### Exercise passage
- Genre: Reality television
- Created by: Claudia Hallowell; Nia Lyte; Shin Koyamada;
- Starring: Nia Lyte; Claudia Hallowell;
- Country of origin: United States
- Original language: English
- No. of seasons: 2
- No. of episodes: 9

Production
- Executive producers: Shin Koyamada; Claudia Hallowell; Nia Lyte;
- Producer: Sara Molina
- Cinematography: Jay Lee; Guillermo Quezada;
- Editor: Jay Lee
- Production companies: Shinca Pictures; Claudia Hallowell Entertainment;

Original release
- Release: 2013 – 2013

= Spirit Love Show =

Spirit Love Show is an American reality television miniseries created by Shin Koyamada, Nia Lyte and Claudia Hallowell in 2013. The show was distributed by the Spirit Show Network and directed by Jay Lee from Sony Pictures' Zombie Strippers. The hosts of the show are Nia Lyte, a TED Talk speaker and host from a television show Best of Art Basel, distributed on Comcast, Ovation TV and Xfinity TV, and Claudia Hallowell who also wrote.

==Summary==
Spirit Love Show explores what love is to people of all ages: children, teenagers, adults and people who have been married for over half a century. The show features David Marciano, The Jeffrey Foundation, Reins of H.O.P.E. and others. Through interviews, the show will find what love means to individuals and couples in all walks of life as well as people of different cultures. In addition, the show will showcase what individuals, couples, groups and companies are doing to express love in the world to bring hope and inspiration.

==Cast==
Hosts
- Nia Lyte - Host
- Claudia Hallowell - Host

Featuring
- David Marciano - an award winner actor from television series Due South and the FX police drama The Shield
- International tourists at Grauman's Chinese Theatre in Hollywood
- Julie Sardonia - a founder of Reins of H.O.P.E.
- Alice Morris - a founder of The Jeffrey Foundation
- John & Claire Yzaguirre - Marriage & Family Counselors
- Therapy Dogs, Inc
- Speed Dating
- Oxnard Multicultural Festival
- GBK Emmy's Gifting Suite

==Episodes==

| No. | Title | Directed by | Written by | Original release date |
Season One
| 1 | "Episode One" | Jay Lee | Claudia Hallowell | 2013 |
This episode features interviews in the famous Grauman's Chinese Theatre in Hollywood. International tourists give their opinion about Love.
| 2 | "Episode Two" | Jay Lee | Claudia Hallowell | 2013 |
This episode features interviews to single and married couples about their experiences, thoughts and feelings of Love.

### What you should do
What do you get if you write out the Spirit Love Show text word for word, starting with "- Alice Morris" and going on through "opinion about Love."?

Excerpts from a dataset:
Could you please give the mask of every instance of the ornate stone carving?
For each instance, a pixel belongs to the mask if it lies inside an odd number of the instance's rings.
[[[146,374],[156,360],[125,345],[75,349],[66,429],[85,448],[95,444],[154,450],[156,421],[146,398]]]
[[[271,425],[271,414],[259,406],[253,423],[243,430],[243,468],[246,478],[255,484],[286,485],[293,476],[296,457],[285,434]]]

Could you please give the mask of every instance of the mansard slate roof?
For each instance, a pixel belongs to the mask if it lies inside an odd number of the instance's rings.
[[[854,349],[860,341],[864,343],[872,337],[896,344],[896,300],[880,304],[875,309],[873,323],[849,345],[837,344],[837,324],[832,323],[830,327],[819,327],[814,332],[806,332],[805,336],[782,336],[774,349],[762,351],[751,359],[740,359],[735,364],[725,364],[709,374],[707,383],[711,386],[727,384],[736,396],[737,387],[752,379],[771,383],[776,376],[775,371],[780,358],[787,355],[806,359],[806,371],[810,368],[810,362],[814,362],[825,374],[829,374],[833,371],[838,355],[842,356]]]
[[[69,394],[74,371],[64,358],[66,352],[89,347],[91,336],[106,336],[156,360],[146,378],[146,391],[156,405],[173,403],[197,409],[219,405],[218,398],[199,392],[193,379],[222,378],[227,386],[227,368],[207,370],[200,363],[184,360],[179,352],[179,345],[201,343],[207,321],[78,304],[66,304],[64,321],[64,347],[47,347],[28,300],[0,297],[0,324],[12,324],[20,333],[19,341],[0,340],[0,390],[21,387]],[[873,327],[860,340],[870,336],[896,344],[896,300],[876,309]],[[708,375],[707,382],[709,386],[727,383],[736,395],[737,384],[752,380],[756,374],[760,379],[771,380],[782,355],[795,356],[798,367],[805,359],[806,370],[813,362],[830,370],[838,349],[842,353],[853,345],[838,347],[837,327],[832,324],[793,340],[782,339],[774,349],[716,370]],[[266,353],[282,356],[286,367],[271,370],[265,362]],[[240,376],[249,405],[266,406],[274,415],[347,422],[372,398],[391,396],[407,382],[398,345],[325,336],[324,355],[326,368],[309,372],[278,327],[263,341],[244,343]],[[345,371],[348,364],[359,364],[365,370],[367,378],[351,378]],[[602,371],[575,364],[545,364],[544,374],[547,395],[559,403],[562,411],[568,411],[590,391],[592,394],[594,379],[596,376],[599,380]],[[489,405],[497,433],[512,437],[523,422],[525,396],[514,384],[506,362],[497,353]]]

### Output
- Alice Morris - a founder of The Jeffrey Foundation
- John & Claire Yzaguirre - Marriage & Family Counselors
- Therapy Dogs, Inc
- Speed Dating
- Oxnard Multicultural Festival
- GBK Emmy's Gifting Suite

==Episodes==

| No. | Title | Directed by | Written by | Original release date |
Season One
| 1 | "Episode One" | Jay Lee | Claudia Hallowell | 2013 |
This episode features interviews in the famous Grauman's Chinese Theatre in Hollywood. International tourists give their opinion about Love.